--- Given records ---
*** Begin section ***

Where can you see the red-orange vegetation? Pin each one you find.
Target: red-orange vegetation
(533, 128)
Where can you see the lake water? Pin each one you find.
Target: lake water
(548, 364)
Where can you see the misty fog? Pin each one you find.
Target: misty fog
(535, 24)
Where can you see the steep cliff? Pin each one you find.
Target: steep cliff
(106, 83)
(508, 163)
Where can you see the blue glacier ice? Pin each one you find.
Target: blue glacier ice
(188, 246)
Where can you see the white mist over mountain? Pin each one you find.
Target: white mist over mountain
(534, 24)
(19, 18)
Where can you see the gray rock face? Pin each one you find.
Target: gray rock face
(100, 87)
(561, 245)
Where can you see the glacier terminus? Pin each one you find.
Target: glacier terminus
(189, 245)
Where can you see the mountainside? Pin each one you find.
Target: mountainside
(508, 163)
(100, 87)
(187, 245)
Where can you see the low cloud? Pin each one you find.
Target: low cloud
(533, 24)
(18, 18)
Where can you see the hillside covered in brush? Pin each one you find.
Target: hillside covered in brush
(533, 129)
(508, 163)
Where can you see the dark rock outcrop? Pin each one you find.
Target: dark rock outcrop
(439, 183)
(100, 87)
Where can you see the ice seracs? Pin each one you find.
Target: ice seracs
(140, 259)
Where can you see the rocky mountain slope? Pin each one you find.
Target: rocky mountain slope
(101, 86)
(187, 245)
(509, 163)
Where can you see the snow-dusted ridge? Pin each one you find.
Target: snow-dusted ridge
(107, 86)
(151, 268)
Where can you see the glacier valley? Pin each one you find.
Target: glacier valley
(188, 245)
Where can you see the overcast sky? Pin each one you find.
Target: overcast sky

*** End section ***

--- What the exercise asks ---
Return all lines in the data that include the word "overcast".

--- Response to this exercise ---
Where can you see the overcast sky? Pin each one you find.
Target: overcast sky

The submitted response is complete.